__Aim__
Output the data that follows exactly, line for line.

[Stored records]
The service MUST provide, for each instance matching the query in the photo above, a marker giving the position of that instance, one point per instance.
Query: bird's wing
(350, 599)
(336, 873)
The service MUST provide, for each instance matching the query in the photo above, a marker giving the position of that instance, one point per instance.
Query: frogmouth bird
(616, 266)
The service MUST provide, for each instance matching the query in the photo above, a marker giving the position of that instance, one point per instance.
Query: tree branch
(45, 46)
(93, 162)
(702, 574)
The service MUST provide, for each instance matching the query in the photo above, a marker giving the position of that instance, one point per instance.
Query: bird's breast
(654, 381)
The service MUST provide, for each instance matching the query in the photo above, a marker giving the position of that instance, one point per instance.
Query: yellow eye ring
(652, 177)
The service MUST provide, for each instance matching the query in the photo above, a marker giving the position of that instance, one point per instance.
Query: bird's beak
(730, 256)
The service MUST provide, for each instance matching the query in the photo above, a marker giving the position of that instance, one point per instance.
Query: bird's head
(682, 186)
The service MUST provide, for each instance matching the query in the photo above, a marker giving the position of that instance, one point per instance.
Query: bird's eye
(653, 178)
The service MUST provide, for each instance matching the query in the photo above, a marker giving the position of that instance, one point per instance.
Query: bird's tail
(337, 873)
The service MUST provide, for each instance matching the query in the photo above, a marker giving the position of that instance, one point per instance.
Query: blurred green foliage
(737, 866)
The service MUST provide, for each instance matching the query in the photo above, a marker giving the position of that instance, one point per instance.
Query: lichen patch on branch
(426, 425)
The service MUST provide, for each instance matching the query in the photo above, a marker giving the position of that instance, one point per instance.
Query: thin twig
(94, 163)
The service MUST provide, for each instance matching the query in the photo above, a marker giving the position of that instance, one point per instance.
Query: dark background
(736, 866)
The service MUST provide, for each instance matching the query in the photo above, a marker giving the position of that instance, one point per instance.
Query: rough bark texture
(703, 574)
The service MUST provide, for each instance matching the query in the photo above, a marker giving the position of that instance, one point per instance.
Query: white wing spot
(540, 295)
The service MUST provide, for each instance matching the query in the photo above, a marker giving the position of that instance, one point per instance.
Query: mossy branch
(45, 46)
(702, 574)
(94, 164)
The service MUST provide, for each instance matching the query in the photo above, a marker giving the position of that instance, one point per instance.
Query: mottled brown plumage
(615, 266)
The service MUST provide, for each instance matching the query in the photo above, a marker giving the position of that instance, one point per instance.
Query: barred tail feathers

__The output__
The service MUST provide, for each instance matching the query in the photo above, a marker giving the position of that instance, one point per instance.
Query: bird's wing
(350, 599)
(336, 873)
The service MUST provide, for each instance matching the query in the photo above, a marker giving the position of that instance, one point per instance.
Query: frogmouth bird
(616, 266)
The service MUST provide, for each instance matching the query in the photo above, a marker giving the position of that instance, one point per instance.
Query: tree branch
(45, 46)
(93, 162)
(702, 574)
The service MUST provide, for each instance matching the query in the photo above, a marker giving the position of that instance, one point per instance.
Query: bird's breast
(654, 381)
The service MUST provide, for each instance matching the query in the photo above, a marker giving the position of that instance, one point per instance.
Query: yellow eye ring
(652, 177)
The service MUST provide, for each instance matching the query in the photo above, a marker giving the position of that instance, one point per instance.
Query: bird's beak
(730, 256)
The service MUST provide, for each instance matching the query in the photo above, a marker giving the position of that instance, one point per instance.
Query: bird's head
(682, 186)
The service MUST provide, for each instance matching the query in the photo above, a marker giving the position of that instance, one point per instance.
Query: bird's eye
(653, 178)
The service MUST provide, for each instance matching the query in the photo above, a marker giving the position of that instance, one point per instance.
Query: bird's tail
(337, 873)
The service MUST provide, for each instance matching the query in the photo above, a marker giving the position of that instance, one point per instance.
Query: blurred green foliage
(737, 866)
The service MUST provide, for each instance matching the query in the photo above, a marker giving the position of that instance, one point per instance.
Query: lichen patch on branch
(426, 425)
The service MUST provide, for each instance matching the query in the photo above, a marker giving the position of that instance, one point per instance.
Query: thin twig
(94, 163)
The service MUST provide, for each instance matching the query in the photo above, a marker giving the position of that instance, one point per instance.
Query: dark background
(736, 866)
The service MUST provide, for each instance matching the query in the photo above, a marker giving the position of that instance, one point per instance.
Query: rough bark texture
(703, 574)
The service MUST provide, for each instance matching the query in the photo above, a marker giving the position of that instance, one point per instance.
Query: white wing spot
(540, 295)
The service MUST provide, for each instance matching the query in the photo above, a marker giving the position of that instance, one point per instance.
Query: mossy branch
(45, 46)
(702, 574)
(94, 164)
The service MUST provide, for each instance matching the query in the photo above, a marker giving the position of that instance, one point per instance.
Query: mottled brown plumage
(615, 266)
The service MUST provide, for each instance matching the query in the photo above, a marker giving the position of that instance, one point per instance.
Query: barred tail feathers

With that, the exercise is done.